[Records]
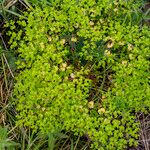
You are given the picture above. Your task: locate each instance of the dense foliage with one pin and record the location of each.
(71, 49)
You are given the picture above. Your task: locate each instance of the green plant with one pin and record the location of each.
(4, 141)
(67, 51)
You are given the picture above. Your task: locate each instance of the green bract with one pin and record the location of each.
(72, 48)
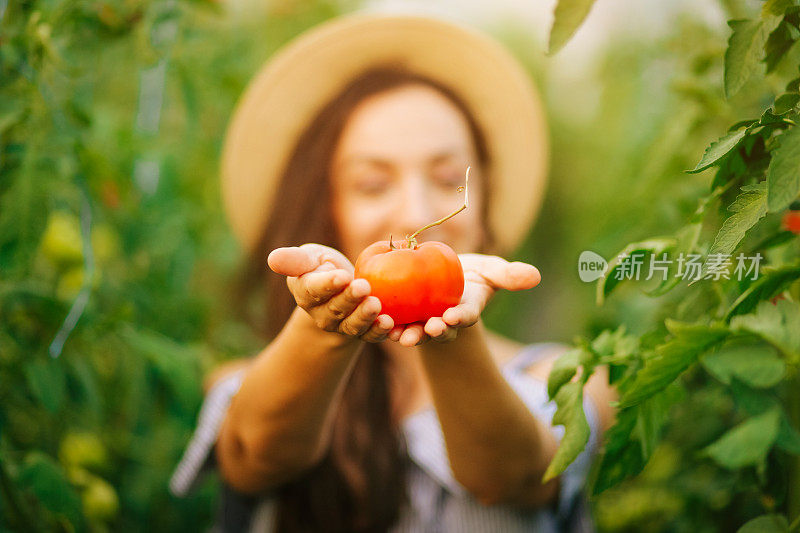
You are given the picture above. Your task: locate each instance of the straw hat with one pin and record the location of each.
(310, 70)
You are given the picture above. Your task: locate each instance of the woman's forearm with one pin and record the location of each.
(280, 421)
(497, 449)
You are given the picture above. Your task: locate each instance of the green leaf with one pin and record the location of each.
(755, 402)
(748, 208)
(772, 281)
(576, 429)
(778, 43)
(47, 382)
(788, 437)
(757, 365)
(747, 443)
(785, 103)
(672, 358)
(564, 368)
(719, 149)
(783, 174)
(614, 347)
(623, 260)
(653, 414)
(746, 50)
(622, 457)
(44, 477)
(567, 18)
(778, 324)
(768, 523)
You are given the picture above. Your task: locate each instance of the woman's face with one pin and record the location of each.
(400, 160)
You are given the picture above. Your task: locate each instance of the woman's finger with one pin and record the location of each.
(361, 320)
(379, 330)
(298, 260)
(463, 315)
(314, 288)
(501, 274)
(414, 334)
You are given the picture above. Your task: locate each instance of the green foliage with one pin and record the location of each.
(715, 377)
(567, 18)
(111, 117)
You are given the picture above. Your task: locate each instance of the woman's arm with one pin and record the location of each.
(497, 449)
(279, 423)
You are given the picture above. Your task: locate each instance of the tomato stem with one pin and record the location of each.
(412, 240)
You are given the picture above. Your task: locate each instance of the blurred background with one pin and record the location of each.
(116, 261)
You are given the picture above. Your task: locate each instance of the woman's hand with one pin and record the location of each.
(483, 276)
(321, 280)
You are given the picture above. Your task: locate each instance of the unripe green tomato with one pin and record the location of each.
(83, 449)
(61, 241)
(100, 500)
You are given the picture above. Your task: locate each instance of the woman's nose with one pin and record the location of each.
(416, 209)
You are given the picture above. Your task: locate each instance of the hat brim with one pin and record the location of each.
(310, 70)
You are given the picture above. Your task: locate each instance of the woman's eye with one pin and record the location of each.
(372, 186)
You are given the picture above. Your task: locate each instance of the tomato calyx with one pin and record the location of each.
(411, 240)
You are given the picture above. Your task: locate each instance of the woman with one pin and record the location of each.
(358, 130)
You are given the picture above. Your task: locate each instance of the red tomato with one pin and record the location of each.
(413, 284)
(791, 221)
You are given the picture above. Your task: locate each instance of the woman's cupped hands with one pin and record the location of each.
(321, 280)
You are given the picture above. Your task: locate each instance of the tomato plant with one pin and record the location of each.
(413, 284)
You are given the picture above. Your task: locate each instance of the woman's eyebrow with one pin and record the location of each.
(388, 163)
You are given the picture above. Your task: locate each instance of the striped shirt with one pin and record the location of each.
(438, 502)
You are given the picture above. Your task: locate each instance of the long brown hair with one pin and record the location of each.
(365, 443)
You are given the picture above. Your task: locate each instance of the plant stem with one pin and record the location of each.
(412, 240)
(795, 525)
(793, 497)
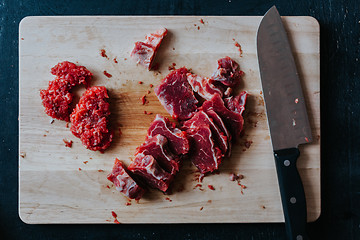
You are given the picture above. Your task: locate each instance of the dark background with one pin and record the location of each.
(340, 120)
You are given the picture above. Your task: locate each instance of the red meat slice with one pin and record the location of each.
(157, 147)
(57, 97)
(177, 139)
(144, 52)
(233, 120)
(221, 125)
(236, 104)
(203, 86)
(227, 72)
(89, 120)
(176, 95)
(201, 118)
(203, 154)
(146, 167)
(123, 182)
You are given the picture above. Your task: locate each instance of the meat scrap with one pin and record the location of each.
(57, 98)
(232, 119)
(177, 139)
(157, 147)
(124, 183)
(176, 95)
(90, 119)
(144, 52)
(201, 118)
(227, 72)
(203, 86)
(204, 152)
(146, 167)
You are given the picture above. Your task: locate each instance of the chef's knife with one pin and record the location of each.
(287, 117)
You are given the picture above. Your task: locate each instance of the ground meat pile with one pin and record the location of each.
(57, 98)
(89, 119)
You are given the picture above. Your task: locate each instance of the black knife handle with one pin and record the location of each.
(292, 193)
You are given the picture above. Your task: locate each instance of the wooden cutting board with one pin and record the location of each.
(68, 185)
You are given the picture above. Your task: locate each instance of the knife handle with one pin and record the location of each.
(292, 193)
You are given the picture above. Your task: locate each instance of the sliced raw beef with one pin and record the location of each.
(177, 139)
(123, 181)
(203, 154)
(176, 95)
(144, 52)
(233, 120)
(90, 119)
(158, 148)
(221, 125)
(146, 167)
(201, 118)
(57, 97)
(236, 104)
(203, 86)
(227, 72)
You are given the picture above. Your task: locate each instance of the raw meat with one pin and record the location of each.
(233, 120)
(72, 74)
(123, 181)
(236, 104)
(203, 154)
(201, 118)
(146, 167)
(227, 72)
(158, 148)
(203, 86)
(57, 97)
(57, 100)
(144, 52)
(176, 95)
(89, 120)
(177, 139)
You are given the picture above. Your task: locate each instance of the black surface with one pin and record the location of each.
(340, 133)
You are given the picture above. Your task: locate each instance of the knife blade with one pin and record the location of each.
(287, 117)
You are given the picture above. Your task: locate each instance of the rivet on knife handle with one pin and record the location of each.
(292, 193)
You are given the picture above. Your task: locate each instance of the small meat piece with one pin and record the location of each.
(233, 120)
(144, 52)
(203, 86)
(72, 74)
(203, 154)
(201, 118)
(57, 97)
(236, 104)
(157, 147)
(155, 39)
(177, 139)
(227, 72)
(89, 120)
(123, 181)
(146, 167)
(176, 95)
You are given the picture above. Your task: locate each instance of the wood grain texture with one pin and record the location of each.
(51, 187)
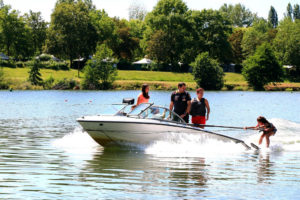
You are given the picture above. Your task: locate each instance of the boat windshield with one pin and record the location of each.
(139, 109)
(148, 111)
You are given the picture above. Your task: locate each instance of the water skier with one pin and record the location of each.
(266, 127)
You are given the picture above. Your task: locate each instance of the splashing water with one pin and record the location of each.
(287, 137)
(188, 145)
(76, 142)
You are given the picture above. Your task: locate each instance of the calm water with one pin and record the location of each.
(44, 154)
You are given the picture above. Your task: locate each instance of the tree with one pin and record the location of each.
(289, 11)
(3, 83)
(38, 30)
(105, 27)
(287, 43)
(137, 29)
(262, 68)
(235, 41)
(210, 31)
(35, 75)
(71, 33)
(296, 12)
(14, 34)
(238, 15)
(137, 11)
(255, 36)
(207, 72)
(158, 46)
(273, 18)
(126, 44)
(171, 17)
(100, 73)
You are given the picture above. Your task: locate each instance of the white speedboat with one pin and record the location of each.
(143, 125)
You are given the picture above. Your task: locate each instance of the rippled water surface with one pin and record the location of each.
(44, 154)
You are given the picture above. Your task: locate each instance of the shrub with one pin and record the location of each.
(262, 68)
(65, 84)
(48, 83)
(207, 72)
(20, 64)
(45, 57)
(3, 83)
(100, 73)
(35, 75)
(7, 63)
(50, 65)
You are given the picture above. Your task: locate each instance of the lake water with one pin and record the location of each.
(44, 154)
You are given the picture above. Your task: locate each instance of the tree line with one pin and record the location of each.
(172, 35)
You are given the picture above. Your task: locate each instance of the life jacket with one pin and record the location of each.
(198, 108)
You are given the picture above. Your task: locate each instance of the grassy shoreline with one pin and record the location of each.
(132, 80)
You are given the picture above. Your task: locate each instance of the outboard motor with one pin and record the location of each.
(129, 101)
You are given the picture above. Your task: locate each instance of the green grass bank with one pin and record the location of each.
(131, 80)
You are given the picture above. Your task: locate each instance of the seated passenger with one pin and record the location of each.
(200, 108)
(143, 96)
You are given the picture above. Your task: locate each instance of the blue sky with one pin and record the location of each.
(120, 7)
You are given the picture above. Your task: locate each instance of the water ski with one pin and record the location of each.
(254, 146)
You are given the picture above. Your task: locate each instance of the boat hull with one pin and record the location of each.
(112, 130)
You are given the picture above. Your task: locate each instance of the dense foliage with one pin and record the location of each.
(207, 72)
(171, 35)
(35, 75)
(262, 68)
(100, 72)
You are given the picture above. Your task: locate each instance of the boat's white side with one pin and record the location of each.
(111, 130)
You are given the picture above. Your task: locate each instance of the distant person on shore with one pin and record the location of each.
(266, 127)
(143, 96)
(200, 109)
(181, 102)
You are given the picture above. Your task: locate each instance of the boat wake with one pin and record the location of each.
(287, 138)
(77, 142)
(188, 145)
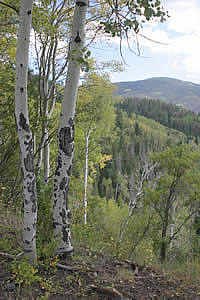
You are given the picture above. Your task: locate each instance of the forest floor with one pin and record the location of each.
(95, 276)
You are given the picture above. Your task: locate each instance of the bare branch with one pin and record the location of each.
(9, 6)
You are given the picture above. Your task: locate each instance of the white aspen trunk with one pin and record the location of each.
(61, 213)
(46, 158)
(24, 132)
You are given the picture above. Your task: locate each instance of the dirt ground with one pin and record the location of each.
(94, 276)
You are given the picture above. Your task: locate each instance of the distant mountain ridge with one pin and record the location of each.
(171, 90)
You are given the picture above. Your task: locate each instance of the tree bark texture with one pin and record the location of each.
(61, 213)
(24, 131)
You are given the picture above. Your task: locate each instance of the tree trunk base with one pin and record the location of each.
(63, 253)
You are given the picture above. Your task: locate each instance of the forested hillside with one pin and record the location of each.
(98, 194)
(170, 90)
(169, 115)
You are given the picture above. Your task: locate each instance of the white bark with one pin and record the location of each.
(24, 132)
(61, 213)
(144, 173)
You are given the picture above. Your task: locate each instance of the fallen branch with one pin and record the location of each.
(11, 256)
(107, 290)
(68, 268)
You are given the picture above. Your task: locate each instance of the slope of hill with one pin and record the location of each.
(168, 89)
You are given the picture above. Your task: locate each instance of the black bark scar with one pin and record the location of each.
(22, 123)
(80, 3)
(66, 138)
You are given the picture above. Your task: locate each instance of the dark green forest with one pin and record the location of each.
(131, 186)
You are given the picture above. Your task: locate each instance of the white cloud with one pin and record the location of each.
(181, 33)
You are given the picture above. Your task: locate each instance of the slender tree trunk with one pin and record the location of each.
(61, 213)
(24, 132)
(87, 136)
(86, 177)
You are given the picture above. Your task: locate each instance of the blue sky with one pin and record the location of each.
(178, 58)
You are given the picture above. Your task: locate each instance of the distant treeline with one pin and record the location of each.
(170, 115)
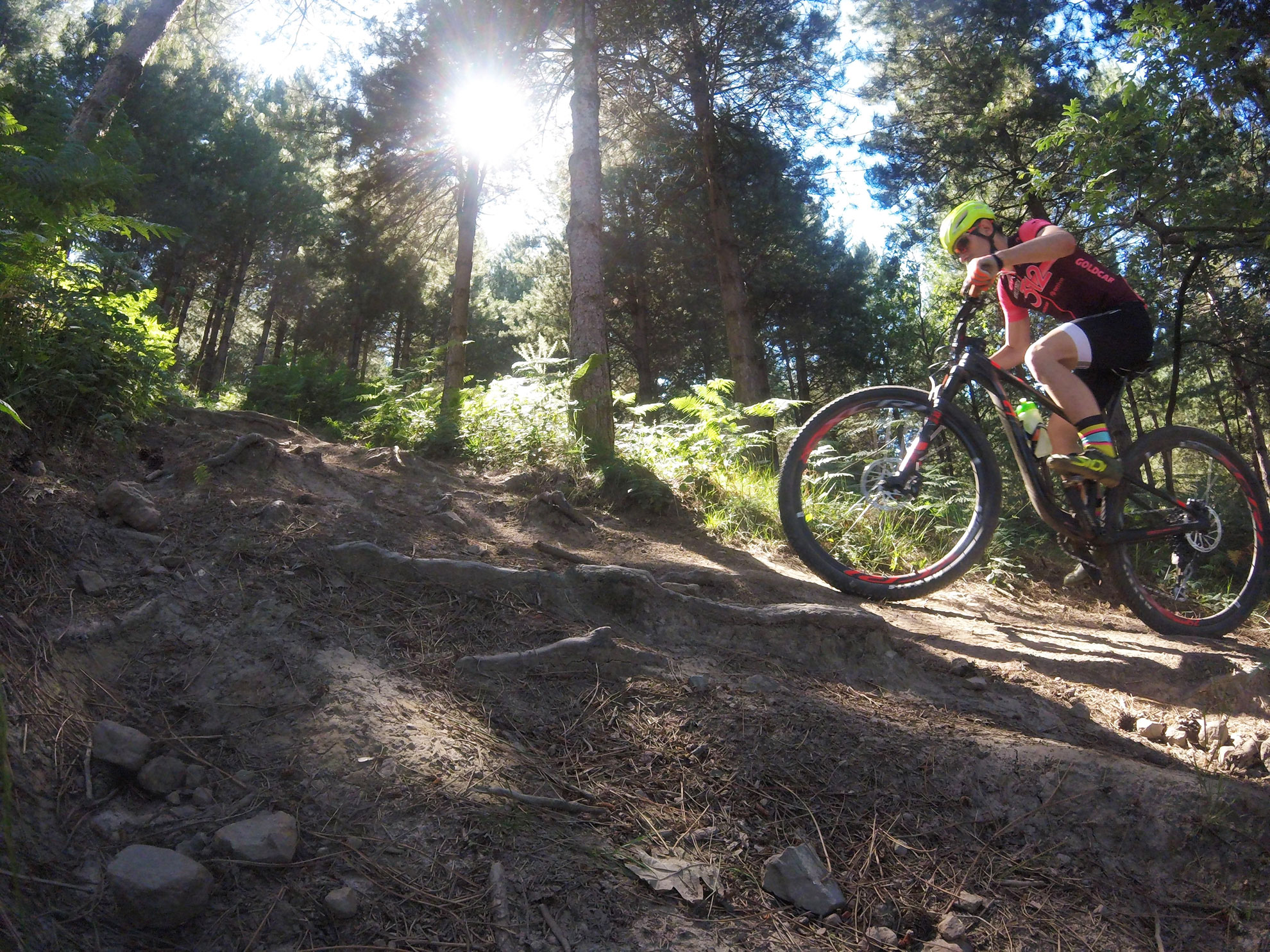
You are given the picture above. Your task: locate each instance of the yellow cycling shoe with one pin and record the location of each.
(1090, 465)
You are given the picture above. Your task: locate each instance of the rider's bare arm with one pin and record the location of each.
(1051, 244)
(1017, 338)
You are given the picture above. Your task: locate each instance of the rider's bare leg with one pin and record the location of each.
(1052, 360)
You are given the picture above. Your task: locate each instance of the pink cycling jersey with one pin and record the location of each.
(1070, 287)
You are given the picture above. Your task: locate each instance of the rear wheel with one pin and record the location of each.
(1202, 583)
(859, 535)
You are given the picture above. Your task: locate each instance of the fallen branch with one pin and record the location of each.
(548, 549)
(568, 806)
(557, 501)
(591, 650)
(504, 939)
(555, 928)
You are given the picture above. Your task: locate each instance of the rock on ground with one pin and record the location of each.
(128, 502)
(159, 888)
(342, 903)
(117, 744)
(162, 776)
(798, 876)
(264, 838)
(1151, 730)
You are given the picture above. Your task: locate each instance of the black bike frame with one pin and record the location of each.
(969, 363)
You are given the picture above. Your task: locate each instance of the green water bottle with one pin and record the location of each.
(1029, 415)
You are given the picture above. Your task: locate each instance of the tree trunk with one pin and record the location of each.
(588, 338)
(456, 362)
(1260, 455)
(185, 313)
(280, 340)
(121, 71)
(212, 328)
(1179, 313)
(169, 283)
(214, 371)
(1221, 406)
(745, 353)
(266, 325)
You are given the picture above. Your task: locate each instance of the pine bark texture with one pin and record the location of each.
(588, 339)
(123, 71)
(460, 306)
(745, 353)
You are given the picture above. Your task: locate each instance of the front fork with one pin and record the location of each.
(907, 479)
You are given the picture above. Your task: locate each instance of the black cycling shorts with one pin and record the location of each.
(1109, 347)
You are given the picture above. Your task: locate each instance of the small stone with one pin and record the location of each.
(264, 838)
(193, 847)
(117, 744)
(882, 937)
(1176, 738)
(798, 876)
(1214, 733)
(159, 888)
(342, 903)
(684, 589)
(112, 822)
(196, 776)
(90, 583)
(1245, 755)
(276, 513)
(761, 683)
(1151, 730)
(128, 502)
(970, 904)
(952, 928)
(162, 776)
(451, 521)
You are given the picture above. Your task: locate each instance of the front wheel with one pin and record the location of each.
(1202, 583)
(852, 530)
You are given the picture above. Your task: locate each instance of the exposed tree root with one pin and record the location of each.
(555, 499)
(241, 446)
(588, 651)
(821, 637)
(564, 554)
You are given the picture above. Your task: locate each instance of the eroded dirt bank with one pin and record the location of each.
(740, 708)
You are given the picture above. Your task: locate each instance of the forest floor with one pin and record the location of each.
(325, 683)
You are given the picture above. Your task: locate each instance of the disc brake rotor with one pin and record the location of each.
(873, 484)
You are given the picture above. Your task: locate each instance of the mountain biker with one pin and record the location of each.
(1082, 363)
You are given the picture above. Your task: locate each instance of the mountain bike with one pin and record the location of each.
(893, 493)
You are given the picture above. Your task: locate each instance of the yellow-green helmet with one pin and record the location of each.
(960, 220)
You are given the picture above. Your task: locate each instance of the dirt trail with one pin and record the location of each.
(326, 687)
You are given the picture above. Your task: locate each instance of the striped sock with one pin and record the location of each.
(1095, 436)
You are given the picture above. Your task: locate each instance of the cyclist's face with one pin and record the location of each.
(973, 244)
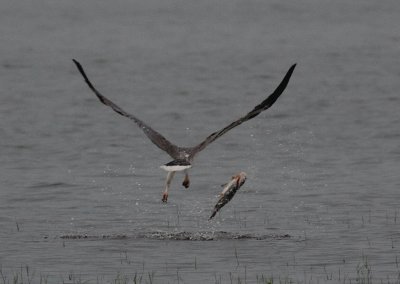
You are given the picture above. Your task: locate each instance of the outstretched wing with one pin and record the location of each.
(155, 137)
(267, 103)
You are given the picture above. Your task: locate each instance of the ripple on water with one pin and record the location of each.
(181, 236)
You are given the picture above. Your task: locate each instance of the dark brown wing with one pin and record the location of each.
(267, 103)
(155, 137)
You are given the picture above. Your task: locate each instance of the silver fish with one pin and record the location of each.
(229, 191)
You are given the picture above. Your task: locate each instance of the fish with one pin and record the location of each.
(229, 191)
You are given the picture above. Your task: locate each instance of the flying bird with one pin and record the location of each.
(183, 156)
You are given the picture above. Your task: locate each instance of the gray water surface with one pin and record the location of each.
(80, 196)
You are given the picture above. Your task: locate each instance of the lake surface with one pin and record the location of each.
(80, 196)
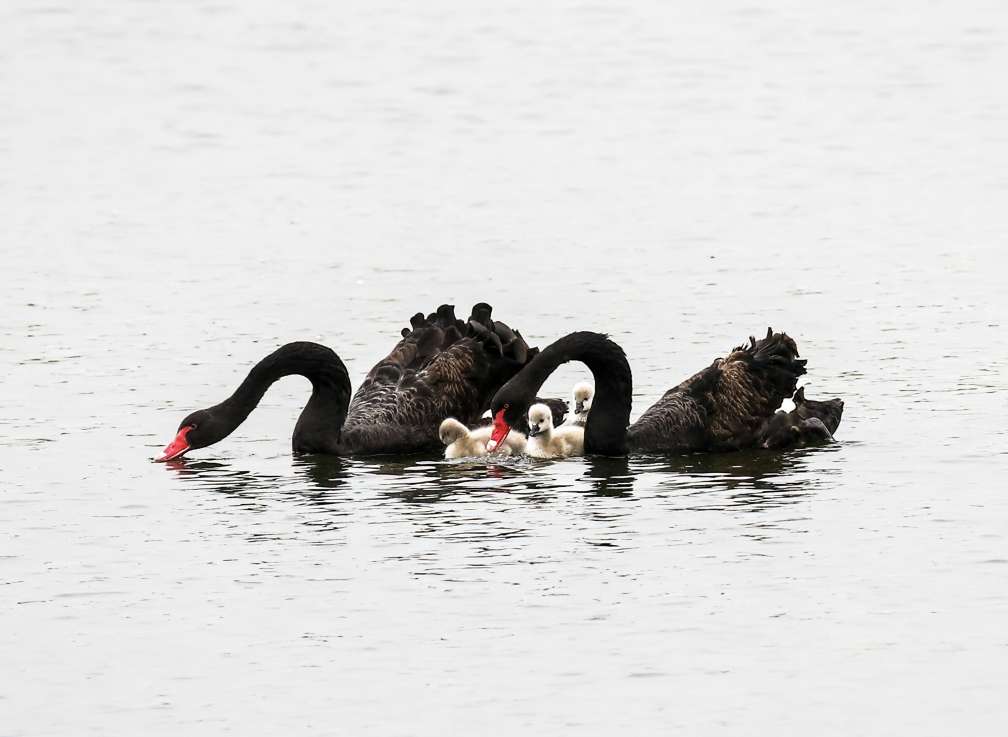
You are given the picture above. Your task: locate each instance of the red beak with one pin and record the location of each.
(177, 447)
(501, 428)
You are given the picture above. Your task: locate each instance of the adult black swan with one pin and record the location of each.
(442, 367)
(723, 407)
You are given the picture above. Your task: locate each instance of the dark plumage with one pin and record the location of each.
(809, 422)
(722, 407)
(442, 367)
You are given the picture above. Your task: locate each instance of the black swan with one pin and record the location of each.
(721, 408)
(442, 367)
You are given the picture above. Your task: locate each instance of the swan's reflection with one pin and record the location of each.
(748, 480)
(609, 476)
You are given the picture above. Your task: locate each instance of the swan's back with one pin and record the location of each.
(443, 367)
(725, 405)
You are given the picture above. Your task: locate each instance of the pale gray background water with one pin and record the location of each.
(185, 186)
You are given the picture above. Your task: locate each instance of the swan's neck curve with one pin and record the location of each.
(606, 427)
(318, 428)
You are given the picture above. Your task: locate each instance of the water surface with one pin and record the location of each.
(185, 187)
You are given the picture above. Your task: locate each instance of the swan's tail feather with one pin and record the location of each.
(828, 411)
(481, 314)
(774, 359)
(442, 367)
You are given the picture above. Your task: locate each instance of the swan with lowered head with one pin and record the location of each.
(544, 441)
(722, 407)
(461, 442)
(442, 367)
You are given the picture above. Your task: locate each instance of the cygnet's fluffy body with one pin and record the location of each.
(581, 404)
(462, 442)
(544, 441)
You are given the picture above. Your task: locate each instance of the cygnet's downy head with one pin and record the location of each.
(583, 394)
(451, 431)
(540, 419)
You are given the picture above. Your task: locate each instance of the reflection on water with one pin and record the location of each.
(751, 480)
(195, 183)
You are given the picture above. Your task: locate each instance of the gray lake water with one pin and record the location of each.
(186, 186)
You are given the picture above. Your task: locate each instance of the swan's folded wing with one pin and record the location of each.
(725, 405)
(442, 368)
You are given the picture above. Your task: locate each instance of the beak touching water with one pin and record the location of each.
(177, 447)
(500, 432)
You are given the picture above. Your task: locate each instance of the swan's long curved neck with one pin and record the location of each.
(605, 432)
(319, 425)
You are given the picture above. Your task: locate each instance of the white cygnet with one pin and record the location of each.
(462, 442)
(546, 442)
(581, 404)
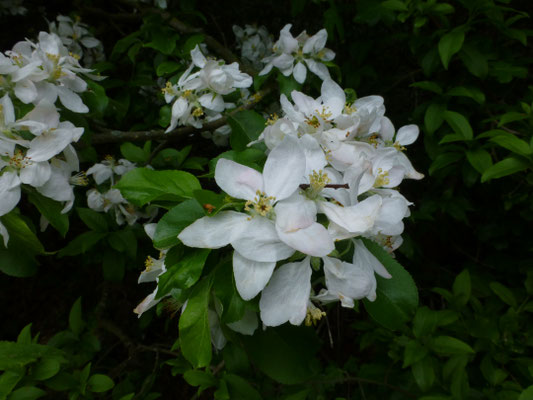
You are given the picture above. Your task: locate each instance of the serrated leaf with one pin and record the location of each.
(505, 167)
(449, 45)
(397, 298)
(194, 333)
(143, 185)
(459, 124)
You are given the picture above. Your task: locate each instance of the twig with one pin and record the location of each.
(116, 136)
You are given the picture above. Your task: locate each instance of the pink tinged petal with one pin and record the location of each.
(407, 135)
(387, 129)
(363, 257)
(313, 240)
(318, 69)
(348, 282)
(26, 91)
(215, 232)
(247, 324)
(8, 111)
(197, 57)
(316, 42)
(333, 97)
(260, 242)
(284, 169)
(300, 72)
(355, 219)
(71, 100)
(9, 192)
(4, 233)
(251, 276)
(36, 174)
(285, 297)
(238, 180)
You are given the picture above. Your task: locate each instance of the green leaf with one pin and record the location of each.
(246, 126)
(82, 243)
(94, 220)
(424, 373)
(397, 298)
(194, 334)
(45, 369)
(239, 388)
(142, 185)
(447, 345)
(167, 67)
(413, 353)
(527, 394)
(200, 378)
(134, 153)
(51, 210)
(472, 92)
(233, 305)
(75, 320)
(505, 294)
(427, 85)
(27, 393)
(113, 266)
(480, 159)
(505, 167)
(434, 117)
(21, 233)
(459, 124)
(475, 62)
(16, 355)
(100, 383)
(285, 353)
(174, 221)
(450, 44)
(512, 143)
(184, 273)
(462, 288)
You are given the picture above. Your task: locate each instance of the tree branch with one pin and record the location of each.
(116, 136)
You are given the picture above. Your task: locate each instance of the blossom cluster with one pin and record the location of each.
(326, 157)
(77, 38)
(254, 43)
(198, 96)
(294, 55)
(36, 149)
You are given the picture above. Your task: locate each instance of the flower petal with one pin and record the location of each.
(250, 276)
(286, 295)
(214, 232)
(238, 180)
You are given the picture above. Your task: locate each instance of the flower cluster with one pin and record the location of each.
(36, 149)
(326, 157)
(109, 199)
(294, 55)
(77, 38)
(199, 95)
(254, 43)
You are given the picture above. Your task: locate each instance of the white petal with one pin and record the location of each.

Written task - Reproduce the lines from the line with "the striped sock" to the line with "(1095, 436)", both included, scaling every coordinate in the answers by 2.5 and rounding to whole numbers, halves up. Copy all other text on those lines unchanged.

Completed exercise -
You are given the picture above. Your task: locate each instance of the striped sock with one pin and record the location of each.
(2738, 1090)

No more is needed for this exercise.